STATED TASK 1
Count the lines in the rows below that contain the word "jacket" and give only that number.

TEXT EXCERPT
## START

Can you stop comparing us to those sugar daddy oil clubs when we earnt that money with years of success
I think one thing many United fans underestimate is the timing of the Ferguson years. Your domestic dominance coincided with the biggest influx of the money that English and European football have ever seen. That's not something you caused and hence merited to benefit from so much; it just happened to be like that. If ithis growth would have happened in the 70s and 80s, it would have been clubs like Liverpool and Everton that would've established themselves in your current financial position, i.e., global top dogs, and not you. (Although Liverpool is thereabouts anyway, as they somehow refused to completely fade into irrelevance after the 80s.)

Of course, it wasn't a giant gift handed out to a random club, like what happened to City, Chelsea, and PSG. I agree that this is different. But it's hard to get to your current level from nowhere without a financial impulse. For example, fans of a club like Everton would have reason to complain that they can't compete financially with you just because you got lucky with your period of dominance. In that sense, I liked @NicolaSacco's comparison with Bayern above.

## END

LISTED ENTRIES

## START

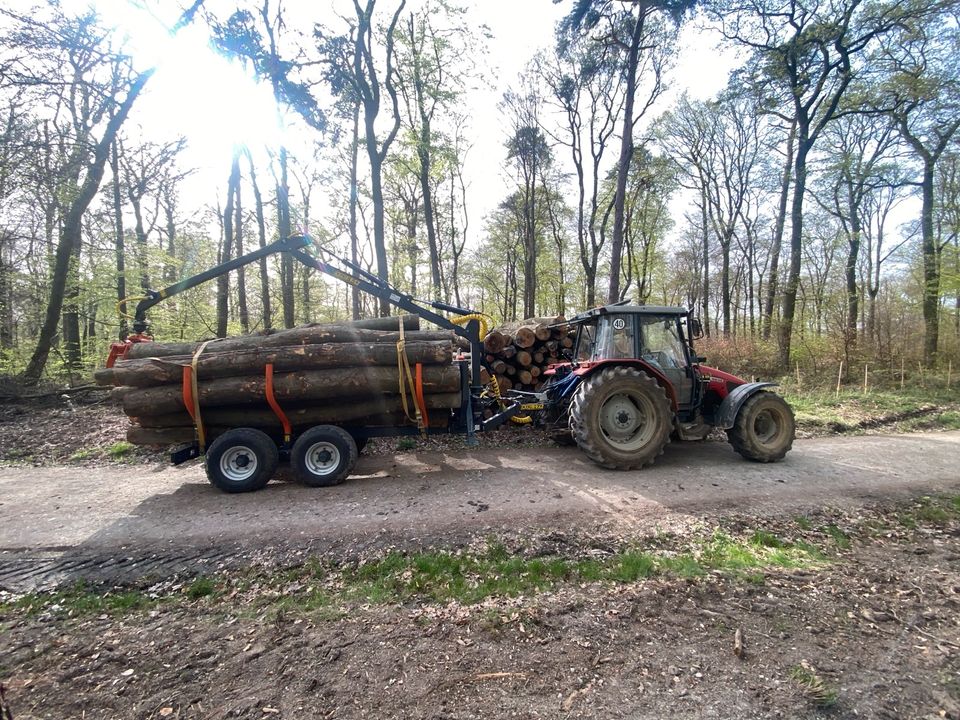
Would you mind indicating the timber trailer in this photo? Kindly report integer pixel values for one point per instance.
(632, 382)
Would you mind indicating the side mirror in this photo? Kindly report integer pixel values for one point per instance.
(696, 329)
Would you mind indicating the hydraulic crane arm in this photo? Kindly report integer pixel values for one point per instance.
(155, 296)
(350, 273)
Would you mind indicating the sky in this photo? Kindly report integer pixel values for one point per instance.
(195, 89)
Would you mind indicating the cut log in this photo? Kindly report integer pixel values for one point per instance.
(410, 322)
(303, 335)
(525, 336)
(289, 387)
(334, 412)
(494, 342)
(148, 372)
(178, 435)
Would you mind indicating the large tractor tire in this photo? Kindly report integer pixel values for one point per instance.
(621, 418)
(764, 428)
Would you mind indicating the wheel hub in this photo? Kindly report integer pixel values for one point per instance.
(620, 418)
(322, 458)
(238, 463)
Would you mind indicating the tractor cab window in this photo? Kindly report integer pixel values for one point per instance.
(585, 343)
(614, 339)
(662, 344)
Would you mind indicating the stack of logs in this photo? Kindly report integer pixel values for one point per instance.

## END
## START

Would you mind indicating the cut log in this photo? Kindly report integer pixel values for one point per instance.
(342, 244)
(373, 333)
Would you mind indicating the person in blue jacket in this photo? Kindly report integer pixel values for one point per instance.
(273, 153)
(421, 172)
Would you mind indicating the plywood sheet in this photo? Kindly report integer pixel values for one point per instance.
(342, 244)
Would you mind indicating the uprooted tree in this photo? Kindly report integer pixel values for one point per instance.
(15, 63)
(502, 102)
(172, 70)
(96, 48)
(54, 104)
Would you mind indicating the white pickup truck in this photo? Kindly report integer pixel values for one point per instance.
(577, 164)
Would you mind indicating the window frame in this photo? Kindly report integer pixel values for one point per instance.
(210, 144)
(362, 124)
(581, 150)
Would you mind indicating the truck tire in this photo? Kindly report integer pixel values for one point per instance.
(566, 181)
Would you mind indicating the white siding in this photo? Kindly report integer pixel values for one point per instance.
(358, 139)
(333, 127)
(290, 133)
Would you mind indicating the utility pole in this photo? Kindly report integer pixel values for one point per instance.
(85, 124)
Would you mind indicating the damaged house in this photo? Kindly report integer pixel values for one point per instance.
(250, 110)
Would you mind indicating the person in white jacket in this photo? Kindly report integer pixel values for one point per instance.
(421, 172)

## END
## START

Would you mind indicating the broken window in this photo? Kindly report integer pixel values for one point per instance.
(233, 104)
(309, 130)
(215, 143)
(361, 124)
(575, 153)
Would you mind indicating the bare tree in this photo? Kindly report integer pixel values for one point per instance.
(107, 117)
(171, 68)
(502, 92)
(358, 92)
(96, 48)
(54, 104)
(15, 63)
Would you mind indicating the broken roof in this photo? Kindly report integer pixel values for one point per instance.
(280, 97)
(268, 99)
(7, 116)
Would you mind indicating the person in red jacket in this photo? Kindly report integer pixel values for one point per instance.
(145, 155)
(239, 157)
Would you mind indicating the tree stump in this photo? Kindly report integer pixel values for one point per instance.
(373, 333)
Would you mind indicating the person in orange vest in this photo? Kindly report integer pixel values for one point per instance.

## END

STATED TASK 2
From the post about Manchester United above, return the passage that opens with the words containing "Of course, it" and closes with "with Bayern above.", copied word for word.

TASK RESPONSE 1
3

TASK RESPONSE 2
Of course, it wasn't a giant gift handed out to a random club, like what happened to City, Chelsea, and PSG. I agree that this is different. But it's hard to get to your current level from nowhere without a financial impulse. For example, fans of a club like Everton would have reason to complain that they can't compete financially with you just because you got lucky with your period of dominance. In that sense, I liked @NicolaSacco's comparison with Bayern above.